### Records for this exercise
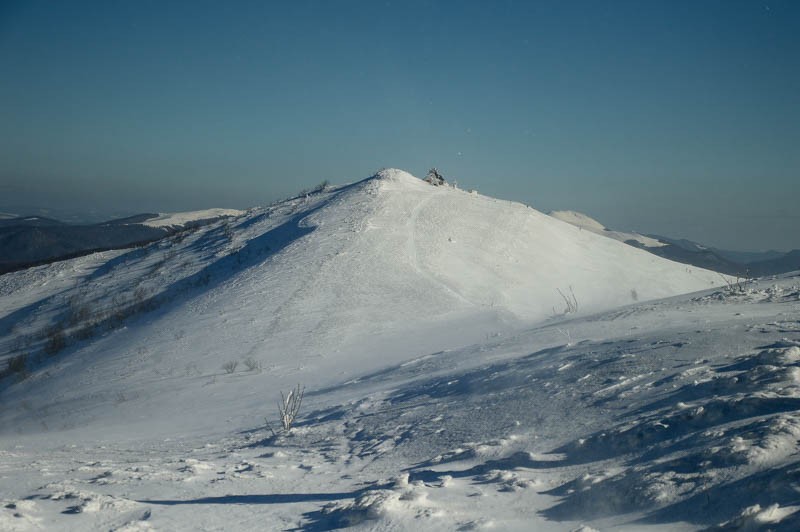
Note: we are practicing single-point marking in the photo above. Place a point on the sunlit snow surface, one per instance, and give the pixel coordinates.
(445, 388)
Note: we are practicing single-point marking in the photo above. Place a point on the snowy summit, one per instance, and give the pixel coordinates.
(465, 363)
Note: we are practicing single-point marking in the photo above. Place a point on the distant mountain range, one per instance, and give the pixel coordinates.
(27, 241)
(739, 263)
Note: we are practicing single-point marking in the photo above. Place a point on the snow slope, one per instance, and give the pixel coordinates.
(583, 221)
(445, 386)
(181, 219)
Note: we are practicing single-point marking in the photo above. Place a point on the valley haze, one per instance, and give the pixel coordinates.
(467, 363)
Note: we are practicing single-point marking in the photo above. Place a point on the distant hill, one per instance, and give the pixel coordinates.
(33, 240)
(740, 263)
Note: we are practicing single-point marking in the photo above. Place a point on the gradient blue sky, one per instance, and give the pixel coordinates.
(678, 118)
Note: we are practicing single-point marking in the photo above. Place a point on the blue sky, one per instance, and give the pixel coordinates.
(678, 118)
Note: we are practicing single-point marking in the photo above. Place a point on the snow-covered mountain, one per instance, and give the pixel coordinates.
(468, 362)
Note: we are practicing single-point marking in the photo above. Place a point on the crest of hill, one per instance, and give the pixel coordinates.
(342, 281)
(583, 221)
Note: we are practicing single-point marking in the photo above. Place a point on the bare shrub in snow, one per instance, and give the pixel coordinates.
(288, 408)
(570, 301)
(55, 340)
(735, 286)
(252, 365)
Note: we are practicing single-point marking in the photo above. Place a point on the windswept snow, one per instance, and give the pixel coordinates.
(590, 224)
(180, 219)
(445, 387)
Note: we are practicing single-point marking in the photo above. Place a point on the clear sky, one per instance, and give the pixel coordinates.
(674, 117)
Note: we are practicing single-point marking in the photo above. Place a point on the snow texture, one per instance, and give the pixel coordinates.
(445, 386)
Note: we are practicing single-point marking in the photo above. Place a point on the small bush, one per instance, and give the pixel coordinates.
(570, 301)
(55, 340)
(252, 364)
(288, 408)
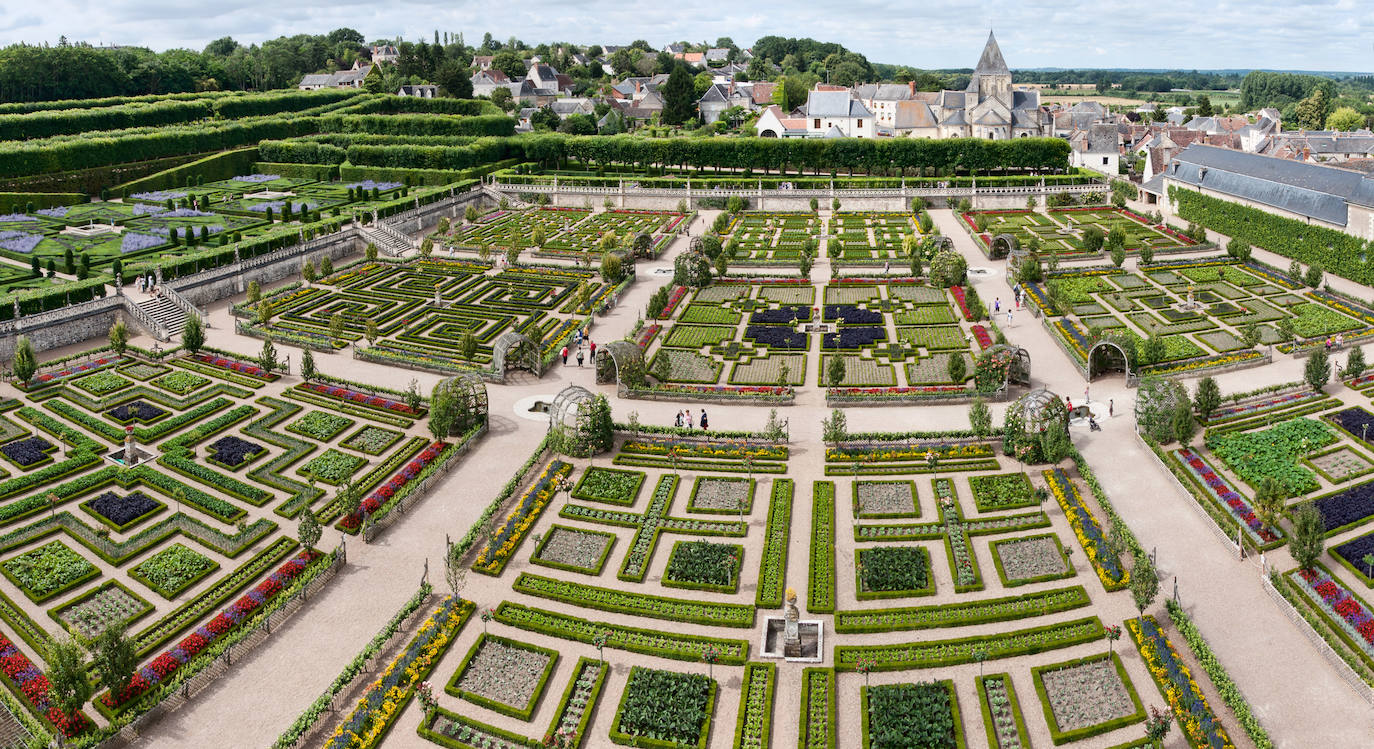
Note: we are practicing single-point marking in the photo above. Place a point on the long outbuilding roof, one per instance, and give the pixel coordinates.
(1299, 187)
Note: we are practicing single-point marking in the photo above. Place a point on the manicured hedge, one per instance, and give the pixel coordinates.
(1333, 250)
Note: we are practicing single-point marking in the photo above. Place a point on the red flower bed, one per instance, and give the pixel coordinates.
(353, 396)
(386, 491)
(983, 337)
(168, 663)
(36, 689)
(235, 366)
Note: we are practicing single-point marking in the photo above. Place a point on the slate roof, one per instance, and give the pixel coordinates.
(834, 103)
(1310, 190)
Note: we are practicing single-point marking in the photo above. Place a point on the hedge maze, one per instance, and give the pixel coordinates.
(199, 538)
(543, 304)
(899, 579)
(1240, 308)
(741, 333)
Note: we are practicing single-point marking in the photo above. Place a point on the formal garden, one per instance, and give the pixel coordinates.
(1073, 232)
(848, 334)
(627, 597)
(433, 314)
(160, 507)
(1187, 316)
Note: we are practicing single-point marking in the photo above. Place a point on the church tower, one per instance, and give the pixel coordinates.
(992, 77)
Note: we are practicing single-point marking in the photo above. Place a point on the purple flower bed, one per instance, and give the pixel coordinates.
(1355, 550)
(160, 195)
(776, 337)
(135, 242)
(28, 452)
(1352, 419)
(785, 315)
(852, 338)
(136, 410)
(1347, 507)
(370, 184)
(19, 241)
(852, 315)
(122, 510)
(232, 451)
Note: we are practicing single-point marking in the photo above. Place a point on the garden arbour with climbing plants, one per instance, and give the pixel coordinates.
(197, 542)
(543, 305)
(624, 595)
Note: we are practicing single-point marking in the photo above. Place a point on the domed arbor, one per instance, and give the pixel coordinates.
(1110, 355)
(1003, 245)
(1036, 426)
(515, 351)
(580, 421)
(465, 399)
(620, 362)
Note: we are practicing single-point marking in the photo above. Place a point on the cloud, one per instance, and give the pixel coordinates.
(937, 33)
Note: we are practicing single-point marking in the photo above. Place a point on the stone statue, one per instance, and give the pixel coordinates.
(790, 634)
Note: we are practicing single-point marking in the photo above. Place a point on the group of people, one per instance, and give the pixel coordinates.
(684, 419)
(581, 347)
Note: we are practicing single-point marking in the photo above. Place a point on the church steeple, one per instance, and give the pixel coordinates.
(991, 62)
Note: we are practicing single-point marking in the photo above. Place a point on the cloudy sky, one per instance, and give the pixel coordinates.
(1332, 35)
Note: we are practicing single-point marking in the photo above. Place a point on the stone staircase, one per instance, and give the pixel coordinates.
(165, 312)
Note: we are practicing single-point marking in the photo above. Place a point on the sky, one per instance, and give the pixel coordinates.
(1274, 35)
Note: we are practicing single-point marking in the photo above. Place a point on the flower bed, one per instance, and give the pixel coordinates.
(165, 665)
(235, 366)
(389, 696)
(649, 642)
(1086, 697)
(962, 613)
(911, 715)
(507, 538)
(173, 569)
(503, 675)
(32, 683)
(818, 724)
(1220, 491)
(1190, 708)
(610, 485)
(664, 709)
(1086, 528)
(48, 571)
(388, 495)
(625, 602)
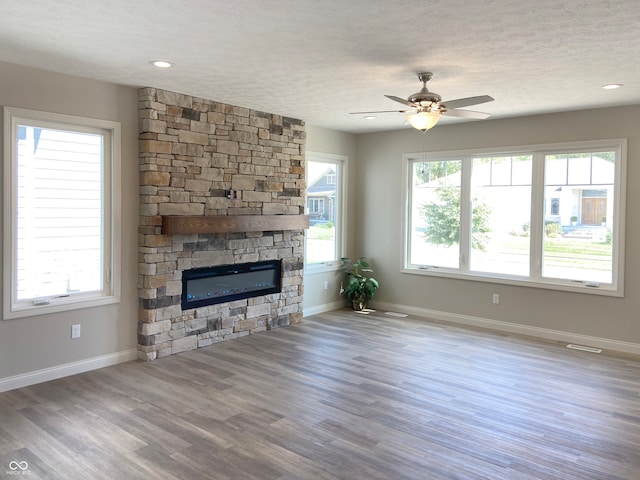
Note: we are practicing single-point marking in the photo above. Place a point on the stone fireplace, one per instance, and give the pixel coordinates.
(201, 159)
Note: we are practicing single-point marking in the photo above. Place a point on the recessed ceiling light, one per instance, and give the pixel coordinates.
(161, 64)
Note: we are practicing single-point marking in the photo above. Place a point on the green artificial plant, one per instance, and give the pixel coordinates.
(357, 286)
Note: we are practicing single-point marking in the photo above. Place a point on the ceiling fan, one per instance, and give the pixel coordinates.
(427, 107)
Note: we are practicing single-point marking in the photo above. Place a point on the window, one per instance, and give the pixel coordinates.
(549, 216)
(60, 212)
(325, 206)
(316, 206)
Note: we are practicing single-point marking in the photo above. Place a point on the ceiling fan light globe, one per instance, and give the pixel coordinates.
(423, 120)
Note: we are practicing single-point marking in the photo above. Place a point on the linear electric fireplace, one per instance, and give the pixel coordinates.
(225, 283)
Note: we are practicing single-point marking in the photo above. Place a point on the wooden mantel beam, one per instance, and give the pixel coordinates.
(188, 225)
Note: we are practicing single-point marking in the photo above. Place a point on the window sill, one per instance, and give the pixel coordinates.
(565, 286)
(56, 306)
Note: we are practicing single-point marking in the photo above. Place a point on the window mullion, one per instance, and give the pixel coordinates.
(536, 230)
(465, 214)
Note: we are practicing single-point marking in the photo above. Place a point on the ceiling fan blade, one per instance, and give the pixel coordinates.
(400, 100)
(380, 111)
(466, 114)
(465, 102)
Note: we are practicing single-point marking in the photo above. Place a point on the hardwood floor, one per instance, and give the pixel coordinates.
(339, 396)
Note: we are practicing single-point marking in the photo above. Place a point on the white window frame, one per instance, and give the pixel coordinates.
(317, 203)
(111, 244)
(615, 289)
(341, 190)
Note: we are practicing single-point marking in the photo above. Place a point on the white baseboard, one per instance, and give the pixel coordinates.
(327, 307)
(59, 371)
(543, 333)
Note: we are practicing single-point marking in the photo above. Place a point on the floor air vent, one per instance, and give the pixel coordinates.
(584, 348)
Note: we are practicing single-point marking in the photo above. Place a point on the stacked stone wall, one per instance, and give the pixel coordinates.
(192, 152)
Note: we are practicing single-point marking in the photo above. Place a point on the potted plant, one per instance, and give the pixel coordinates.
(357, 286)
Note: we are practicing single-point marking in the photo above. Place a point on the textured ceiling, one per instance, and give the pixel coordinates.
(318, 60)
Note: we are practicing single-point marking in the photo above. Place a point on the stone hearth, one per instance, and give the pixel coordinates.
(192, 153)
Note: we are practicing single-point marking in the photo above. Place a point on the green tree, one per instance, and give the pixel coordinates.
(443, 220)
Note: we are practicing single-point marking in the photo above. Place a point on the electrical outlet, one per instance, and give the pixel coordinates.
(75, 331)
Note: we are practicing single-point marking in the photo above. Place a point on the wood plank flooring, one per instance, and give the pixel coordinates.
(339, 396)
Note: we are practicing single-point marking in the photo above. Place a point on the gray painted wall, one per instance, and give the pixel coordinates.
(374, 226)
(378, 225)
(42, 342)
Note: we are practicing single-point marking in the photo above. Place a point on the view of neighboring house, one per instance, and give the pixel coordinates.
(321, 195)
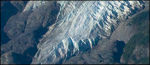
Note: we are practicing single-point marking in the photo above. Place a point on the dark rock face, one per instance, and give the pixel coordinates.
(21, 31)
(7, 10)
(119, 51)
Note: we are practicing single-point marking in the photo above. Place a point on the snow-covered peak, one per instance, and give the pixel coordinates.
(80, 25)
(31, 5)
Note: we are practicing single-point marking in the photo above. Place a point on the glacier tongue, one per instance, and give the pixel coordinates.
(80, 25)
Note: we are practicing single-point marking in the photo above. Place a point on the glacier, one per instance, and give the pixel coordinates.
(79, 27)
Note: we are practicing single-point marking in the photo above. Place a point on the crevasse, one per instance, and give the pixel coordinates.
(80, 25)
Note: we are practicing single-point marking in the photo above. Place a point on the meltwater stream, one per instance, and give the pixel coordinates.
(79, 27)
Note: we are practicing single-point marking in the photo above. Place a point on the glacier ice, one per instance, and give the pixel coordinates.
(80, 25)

### Required work
Copy the lines word for word, starting at the line that contains "on the electrical" and ending at the last line. Leave the pictures out.

### Solution
Note: we are practicing single-point marking in the photo above. Place a point on the electrical outlet, one per instance, and give the pixel coordinates.
(75, 331)
Note: we are practicing single-point marking in the photo above. Place a point on the wood plank flooring, one per instance, and give the pixel coordinates.
(339, 396)
Note: we are practicing single-point marking in the photo above. Place a point on the gray painted wall, one per instance, and give the pixel coordinates.
(374, 226)
(378, 225)
(42, 342)
Note: we are practicing single-point marking in the photo above. Place a point on the view of neighboring house, one per instance, and give the pixel coordinates.
(321, 195)
Note: we are practicing single-point marking in the photo above. Place a point on the dark rock face, one per instance, and give the pixel coordinates.
(21, 31)
(7, 10)
(119, 51)
Note: we are practicing single-point marking in the photo above. Place a point on the snow-covered peak, one per instance, and give the pixel coordinates.
(80, 25)
(31, 5)
Note: we are practicing single-point marking in the photo above. Place a point on the glacier tongue, one per instance, and give the pixel coordinates.
(80, 25)
Note: we are practicing single-point marking in the photo above. Place a point on the glacier, one per instance, and give the pixel coordinates.
(79, 27)
Note: we are practicing single-point marking in the photo above. Place a point on the crevasse, one per instance, and give the pixel coordinates.
(80, 25)
Note: we are practicing single-point marking in the photo above. Place a point on the meltwater stream, one per instance, and give the pixel coordinates.
(79, 27)
Note: we are practicing single-point marking in the photo above. Place a point on the glacier ice, one per instance, and give the pixel coordinates.
(80, 25)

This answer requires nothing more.